In 1961, we paid $9 billion in annual interest on a national debt of $290 billion. The figure in 2010 is up to $413 billion. That's interest, not a reduction in the principal. The Congressional Budget Office says that by 2021 interest payments will reach $1.1 trillion a year. That's 1.5 times what we spend on national defense.
By 2046 every dime we take in tax money will be spent on interest payments if we don't put a stop to it now. The future of everything for which this country stands at risk, and Standard and Poor's has now downgraded our creditworthiness.
The National Commission on Fiscal Responsibility report has been out since December. It offers a concrete plan to address our fiscal woes and represents a bipartisan approach. Republican U.S. Rep. Paul Ryan has a plan as well, as does President Obama.
Both sides find fault with all three proposals because each proposes cuts not palpable for their own interests. Cuts in spending, increases in taxes and modifications to entitlements all are on the table in various forms.
Now is it possible our politicians can sit down and practice the true political art of compromise? With three plans on the table, certainly we should be able to take the best parts and hammer out a plan that results in a budget and future course of action that gets us on the road to recovery without smoke and mirrors.
Hopefully our leaders and all of us recognize we have to increase taxes, cut spending, adjust Medicare/Medicaid and modernize Social Security to accomplish these goals. As we did in World War II, all should share the pain and sacrifice something for the common good.
Are we prepared to do it? Our future generations will have to live with decisions we make now.

★ ★ ★ ★ ★ ★ ★

▶ _WORK INSTRUCTION A_:
Answer these from the national debt piece:
(i) How much was paid in annual interest on the national debt in 1961?
(ii) Which body says interest payments will reach $1.1 trillion a year by 2021?
(iii) Since when has the National Commission on Fiscal Responsibility report been out?
▶ _WORK INSTRUCTION B_: Reproduce everything in the national debt piece from "Both sides find" down to "we make now.".
▶ _WORK INSTRUCTION C_: Summarize the national debt piece in two sentences.

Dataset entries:
★ ★ ★ ★ ★ ★ ★

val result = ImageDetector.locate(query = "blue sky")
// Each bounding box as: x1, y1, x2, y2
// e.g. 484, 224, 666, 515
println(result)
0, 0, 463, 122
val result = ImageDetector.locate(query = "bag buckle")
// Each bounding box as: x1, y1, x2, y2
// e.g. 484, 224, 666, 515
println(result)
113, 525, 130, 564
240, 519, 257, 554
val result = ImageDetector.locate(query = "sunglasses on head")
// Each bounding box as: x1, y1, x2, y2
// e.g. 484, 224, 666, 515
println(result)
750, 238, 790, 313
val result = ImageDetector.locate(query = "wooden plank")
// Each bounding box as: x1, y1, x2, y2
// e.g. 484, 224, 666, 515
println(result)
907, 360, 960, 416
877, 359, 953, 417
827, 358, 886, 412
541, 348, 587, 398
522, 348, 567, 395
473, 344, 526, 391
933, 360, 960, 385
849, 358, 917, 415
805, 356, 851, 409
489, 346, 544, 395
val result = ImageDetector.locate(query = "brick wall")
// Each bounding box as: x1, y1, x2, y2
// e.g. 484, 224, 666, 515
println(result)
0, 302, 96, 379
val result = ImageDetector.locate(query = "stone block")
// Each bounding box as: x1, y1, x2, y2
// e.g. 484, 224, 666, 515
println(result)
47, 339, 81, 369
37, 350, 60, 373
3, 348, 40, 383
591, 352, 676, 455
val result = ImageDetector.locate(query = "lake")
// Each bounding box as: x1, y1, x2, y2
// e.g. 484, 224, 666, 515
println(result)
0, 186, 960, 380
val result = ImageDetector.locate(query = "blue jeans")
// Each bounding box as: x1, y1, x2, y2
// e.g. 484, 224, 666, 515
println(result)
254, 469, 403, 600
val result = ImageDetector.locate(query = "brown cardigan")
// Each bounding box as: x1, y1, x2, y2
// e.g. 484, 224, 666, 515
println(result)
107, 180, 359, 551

★ ★ ★ ★ ★ ★ ★

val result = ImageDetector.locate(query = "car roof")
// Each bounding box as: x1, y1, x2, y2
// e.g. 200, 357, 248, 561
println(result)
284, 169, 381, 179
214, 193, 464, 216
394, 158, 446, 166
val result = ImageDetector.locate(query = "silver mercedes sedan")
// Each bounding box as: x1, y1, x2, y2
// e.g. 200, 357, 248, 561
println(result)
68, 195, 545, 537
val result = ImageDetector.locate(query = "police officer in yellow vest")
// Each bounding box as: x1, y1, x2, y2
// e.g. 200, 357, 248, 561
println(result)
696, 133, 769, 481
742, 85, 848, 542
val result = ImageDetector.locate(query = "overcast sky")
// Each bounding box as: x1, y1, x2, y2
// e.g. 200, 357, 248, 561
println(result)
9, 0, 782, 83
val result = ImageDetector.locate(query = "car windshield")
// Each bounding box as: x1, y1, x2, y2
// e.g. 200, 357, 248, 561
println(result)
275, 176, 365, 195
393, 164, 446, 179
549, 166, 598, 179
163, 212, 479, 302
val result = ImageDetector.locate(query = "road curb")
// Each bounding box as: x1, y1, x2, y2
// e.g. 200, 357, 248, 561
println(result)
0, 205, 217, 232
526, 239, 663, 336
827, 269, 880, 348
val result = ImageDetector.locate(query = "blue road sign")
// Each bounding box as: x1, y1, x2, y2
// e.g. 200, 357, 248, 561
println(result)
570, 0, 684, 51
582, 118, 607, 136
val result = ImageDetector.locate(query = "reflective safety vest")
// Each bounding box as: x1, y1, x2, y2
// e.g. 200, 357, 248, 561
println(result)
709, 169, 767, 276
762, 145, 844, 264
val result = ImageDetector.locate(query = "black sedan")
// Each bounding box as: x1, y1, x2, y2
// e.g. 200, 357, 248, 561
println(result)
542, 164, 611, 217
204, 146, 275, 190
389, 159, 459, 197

★ ★ ★ ★ ★ ★ ★

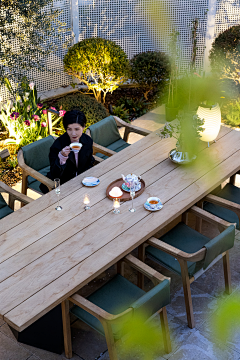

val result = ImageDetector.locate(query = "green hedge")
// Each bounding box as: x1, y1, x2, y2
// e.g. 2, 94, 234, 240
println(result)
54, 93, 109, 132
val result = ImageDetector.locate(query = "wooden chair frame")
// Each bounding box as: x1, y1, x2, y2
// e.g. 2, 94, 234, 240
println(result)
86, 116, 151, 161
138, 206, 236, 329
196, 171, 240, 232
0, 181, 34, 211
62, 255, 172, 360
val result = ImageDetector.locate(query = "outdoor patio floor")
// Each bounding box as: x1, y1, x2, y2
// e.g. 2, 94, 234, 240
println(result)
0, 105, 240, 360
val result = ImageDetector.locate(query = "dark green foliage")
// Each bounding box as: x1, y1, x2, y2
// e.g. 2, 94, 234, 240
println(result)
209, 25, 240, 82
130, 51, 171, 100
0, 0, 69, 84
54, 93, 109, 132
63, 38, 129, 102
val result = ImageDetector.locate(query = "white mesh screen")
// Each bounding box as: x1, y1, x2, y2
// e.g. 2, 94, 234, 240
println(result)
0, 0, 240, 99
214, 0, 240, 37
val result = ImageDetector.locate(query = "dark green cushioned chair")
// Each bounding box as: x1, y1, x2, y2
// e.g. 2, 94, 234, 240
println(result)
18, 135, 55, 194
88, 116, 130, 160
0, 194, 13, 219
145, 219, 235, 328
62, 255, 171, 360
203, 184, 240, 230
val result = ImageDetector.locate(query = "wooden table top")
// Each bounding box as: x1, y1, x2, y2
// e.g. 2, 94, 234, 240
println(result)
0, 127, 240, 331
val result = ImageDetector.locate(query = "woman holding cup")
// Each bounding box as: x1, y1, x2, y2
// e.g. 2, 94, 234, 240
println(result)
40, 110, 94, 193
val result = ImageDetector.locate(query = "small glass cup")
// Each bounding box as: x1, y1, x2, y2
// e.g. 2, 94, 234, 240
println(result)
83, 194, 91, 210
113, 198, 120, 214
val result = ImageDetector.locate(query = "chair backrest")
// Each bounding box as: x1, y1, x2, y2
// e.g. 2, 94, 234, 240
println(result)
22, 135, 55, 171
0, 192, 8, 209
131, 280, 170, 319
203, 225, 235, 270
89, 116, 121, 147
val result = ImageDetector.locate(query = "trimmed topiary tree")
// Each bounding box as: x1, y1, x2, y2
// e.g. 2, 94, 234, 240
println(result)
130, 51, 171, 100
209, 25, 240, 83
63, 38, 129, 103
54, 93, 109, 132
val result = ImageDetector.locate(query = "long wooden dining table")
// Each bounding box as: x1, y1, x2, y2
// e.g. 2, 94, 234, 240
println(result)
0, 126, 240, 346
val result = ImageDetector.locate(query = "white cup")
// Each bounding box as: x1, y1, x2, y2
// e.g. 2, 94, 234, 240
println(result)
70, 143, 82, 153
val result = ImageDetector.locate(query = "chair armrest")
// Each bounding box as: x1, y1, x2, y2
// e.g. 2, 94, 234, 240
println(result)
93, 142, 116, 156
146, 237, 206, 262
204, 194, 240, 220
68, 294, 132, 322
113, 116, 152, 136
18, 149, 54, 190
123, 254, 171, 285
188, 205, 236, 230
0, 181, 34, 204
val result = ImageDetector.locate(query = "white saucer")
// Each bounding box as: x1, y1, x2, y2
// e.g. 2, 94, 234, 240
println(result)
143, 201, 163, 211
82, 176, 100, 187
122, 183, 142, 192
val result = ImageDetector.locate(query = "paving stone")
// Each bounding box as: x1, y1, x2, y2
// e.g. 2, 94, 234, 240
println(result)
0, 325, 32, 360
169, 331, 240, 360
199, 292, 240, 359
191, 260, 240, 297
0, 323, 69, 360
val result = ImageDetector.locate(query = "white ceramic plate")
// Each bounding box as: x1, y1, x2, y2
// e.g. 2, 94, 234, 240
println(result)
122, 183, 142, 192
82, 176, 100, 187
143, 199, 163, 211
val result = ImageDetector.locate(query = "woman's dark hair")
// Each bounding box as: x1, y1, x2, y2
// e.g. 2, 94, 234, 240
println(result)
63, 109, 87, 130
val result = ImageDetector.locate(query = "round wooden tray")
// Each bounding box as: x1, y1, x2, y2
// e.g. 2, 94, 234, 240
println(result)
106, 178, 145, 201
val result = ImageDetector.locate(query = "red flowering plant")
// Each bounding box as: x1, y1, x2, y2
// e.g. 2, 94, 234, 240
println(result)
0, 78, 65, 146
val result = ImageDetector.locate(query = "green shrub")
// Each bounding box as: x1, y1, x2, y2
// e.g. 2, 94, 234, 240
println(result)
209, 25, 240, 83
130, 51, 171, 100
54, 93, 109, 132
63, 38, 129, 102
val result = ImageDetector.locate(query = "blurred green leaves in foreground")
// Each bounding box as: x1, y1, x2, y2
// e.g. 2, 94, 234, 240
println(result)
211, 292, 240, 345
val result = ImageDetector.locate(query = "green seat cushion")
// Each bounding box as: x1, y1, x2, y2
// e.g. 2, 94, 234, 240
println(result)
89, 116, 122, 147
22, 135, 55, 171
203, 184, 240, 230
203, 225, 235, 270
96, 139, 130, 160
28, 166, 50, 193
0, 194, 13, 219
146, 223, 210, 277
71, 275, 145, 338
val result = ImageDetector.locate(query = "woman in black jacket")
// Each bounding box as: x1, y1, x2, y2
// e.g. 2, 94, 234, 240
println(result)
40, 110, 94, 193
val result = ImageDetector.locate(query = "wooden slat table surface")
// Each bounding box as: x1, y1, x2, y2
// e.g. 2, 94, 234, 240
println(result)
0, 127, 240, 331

★ ★ ★ ★ ★ ★ ★

▶ _TASK RESPONSE A_:
(i) $9 billion
(ii) The Congressional Budget Office
(iii) Since December

▶ _TASK RESPONSE B_:
Both sides find fault with all three proposals because each proposes cuts not palpable for their own interests. Cuts in spending, increases in taxes and modifications to entitlements all are on the table in various forms.
Now is it possible our politicians can sit down and practice the true political art of compromise? With three plans on the table, certainly we should be able to take the best parts and hammer out a plan that results in a budget and future course of action that gets us on the road to recovery without smoke and mirrors.
Hopefully our leaders and all of us recognize we have to increase taxes, cut spending, adjust Medicare/Medicaid and modernize Social Security to accomplish these goals. As we did in World War II, all should share the pain and sacrifice something for the common good.
Are we prepared to do it? Our future generations will have to live with decisions we make now.

▶ _TASK RESPONSE C_: Annual interest on the national debt rose from $9 billion in 1961 to $413 billion in 2010, and the Congressional Budget Office says it will reach $1.1 trillion a year by 2021. With three plans on the table, from the National Commission on Fiscal Responsibility, Rep. Paul Ryan and President Obama, politicians should compromise on a plan that raises taxes, cuts spending, adjusts Medicare/Medicaid and modernizes Social Security.